— start Given data —
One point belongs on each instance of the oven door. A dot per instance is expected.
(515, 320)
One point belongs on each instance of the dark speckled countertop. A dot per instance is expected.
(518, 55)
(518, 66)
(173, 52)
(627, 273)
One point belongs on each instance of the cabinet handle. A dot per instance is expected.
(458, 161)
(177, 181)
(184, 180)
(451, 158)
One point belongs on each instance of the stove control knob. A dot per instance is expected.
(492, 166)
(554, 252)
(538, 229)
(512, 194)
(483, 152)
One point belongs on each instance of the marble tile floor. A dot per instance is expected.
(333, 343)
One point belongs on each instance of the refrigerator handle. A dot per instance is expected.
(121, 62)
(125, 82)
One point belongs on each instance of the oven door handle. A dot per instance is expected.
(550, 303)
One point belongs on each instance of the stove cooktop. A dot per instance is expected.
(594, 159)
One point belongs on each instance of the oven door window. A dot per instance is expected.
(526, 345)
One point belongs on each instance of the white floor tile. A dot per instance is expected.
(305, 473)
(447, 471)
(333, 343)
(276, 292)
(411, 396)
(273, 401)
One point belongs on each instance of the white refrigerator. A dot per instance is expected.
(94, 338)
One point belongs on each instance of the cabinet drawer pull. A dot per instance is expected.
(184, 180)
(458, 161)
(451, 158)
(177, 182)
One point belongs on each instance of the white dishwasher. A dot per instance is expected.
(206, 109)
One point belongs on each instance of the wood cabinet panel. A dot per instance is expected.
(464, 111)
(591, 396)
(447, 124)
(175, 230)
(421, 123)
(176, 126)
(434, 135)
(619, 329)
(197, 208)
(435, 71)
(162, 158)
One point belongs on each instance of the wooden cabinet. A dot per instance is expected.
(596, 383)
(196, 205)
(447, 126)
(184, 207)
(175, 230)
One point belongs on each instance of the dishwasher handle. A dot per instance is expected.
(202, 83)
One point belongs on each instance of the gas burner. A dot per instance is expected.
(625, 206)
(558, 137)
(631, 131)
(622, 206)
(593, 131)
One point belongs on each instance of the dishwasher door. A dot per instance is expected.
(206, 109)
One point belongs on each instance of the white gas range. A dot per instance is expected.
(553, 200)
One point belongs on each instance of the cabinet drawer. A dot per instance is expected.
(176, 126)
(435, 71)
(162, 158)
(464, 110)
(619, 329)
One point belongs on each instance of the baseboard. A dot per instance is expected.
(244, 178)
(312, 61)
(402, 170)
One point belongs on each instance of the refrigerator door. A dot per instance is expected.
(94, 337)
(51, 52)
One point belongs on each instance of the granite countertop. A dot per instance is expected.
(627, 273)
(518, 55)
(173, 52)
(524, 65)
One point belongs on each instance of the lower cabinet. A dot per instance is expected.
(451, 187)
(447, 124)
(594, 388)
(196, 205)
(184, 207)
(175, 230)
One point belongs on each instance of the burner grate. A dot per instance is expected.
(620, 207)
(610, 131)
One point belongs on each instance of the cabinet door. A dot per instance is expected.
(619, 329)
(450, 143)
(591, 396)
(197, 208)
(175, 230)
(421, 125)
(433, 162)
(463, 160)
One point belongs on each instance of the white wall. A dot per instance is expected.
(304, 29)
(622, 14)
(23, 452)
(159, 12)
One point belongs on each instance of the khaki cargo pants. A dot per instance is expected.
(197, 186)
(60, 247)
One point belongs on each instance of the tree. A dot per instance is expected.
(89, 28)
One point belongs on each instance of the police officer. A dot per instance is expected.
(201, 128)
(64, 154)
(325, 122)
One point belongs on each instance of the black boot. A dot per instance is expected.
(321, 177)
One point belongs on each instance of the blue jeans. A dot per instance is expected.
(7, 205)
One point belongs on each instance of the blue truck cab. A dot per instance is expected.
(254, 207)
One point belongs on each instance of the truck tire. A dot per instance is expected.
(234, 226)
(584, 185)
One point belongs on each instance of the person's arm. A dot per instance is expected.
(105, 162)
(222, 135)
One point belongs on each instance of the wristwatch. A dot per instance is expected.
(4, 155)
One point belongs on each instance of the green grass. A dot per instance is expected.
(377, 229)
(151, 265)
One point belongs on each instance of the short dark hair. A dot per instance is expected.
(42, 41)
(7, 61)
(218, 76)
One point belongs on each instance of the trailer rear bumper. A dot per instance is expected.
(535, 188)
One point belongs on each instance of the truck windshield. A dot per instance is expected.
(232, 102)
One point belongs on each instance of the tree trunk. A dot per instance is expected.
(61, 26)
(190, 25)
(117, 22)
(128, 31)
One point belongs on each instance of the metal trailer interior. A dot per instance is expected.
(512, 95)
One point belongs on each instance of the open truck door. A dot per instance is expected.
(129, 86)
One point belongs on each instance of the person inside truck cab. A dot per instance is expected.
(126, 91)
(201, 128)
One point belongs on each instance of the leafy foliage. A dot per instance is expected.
— end Given data —
Render every line of the items above as a JSON list of strings, one string per line, leaving out blank lines.

[
  "One point belongs on each instance of the oven door. A dot per instance is expected.",
  "(515, 320)",
  "One point belongs on each instance of the dark speckled countertop. A dot per instance is expected.",
  "(518, 55)",
  "(518, 66)",
  "(173, 52)",
  "(627, 273)",
  "One point belongs on each instance of the cabinet handle. A dot per instance is expected.",
  "(458, 161)",
  "(177, 181)",
  "(184, 180)",
  "(451, 158)",
  "One point belongs on each instance of the stove control knob. A dot per instance is expected.",
  "(492, 166)",
  "(554, 252)",
  "(538, 229)",
  "(512, 194)",
  "(483, 152)",
  "One point belongs on each instance of the marble tile floor. A dot per instance is expected.",
  "(333, 343)",
  "One point belongs on each instance of the refrigerator handle. A dot per instance is expected.",
  "(121, 62)",
  "(125, 82)",
  "One point belongs on each instance of the oven door handle. A dot per instance is expected.",
  "(550, 303)",
  "One point belongs on each instance of the stove cooktop. A dot per instance is expected.",
  "(594, 159)",
  "One point belongs on each instance of the oven door window. A dot per instance is expected.",
  "(526, 345)",
  "One point belongs on each instance of the white floor tile. A dot per instance is expected.",
  "(305, 473)",
  "(447, 471)",
  "(333, 343)",
  "(276, 292)",
  "(411, 396)",
  "(273, 401)",
  "One point belongs on each instance of the white refrigerator. A dot per instance is expected.",
  "(94, 338)",
  "One point belongs on each instance of the cabinet drawer pull. A dot per instance is expected.",
  "(184, 180)",
  "(458, 161)",
  "(451, 158)",
  "(177, 182)",
  "One point belongs on each instance of the white dishwasher. A dot per instance is expected.",
  "(206, 109)",
  "One point belongs on each instance of the wood cabinet panel. A dot per instance is expected.",
  "(464, 111)",
  "(591, 396)",
  "(447, 124)",
  "(175, 230)",
  "(421, 123)",
  "(176, 126)",
  "(434, 135)",
  "(619, 329)",
  "(197, 208)",
  "(435, 71)",
  "(162, 158)",
  "One point belongs on each instance of the wooden cabinet. A dot per instance is expected.",
  "(596, 383)",
  "(196, 205)",
  "(447, 126)",
  "(184, 207)",
  "(175, 230)",
  "One point belongs on each instance of the dishwasher handle. A dot per instance is expected.",
  "(202, 83)",
  "One point belongs on each instance of the gas burner. A dot per instance is expected.",
  "(625, 206)",
  "(558, 137)",
  "(631, 131)",
  "(622, 206)",
  "(593, 131)",
  "One point belongs on each instance of the dishwasher door. A dot per instance is expected.",
  "(206, 109)",
  "One point belongs on each instance of the white gas range. A dot per instance is expected.",
  "(553, 200)",
  "One point belongs on each instance of the cabinet drawer. A dot per instance is expected.",
  "(176, 126)",
  "(435, 71)",
  "(162, 158)",
  "(464, 110)",
  "(619, 329)",
  "One point belongs on each instance of the baseboard. A dot per instance is expected.",
  "(244, 178)",
  "(312, 61)",
  "(402, 170)",
  "One point belongs on each instance of the refrigerator door. A dot per instance is expected.",
  "(94, 337)",
  "(51, 52)",
  "One point belongs on each instance of the granite countertop. A dot per instance is expected.",
  "(627, 273)",
  "(518, 55)",
  "(173, 52)",
  "(524, 65)",
  "One point belongs on each instance of the lower cabinet. A dot per instance is expected.",
  "(451, 187)",
  "(447, 124)",
  "(594, 388)",
  "(196, 205)",
  "(184, 207)",
  "(175, 230)",
  "One point belongs on each instance of the burner grate. A dot per instance is expected.",
  "(620, 207)",
  "(610, 131)",
  "One point belongs on each instance of the cabinet door. A dot per instance is expected.",
  "(619, 329)",
  "(450, 143)",
  "(591, 396)",
  "(197, 208)",
  "(175, 230)",
  "(421, 125)",
  "(433, 162)",
  "(463, 160)",
  "One point belongs on each instance of the white wall. A dot per instance is expected.",
  "(304, 29)",
  "(622, 14)",
  "(23, 452)",
  "(159, 12)",
  "One point belongs on each instance of the khaki cargo pants. A dot per instance is expected.",
  "(197, 186)",
  "(60, 247)",
  "One point belongs on each instance of the tree. A dot per instance is expected.",
  "(89, 28)",
  "One point belongs on each instance of the police officer. A dot per instance is expected.",
  "(201, 128)",
  "(64, 154)",
  "(325, 122)",
  "One point belongs on each instance of the black boot. A dot per instance is expected.",
  "(321, 177)",
  "One point belongs on each instance of the blue jeans. A dot per instance is expected.",
  "(7, 205)",
  "One point belongs on each instance of the blue truck cab. A dot per instance is expected.",
  "(254, 207)",
  "One point belongs on each instance of the truck tire. A dot per instance is expected.",
  "(234, 226)",
  "(584, 185)",
  "One point belongs on each instance of the person's arm. A dot per instance is expected.",
  "(105, 162)",
  "(222, 135)",
  "One point belongs on each instance of the wristwatch. A dot per instance is expected.",
  "(4, 155)",
  "One point belongs on each instance of the green grass. A dot per instance is expected.",
  "(377, 229)",
  "(151, 265)",
  "One point belongs on each instance of the short dark hair. A dot per instance is expected.",
  "(42, 41)",
  "(7, 61)",
  "(218, 76)",
  "One point belongs on each instance of the trailer rear bumper. A dot per instance is expected.",
  "(535, 188)",
  "One point belongs on each instance of the truck windshield. A dot per instance is expected.",
  "(232, 102)",
  "One point belongs on each instance of the tree trunk. A dot per instance is expected.",
  "(61, 26)",
  "(190, 25)",
  "(117, 22)",
  "(128, 31)",
  "One point belongs on each instance of the metal trailer interior. A dot per instance is expected.",
  "(512, 95)",
  "One point belongs on each instance of the open truck door. A dot per instance is expected.",
  "(129, 86)",
  "One point belongs on each instance of the person inside truck cab. A dot per instance is expected.",
  "(126, 91)",
  "(201, 128)",
  "One point belongs on each instance of the leafy foliage. A dot per instance is expected."
]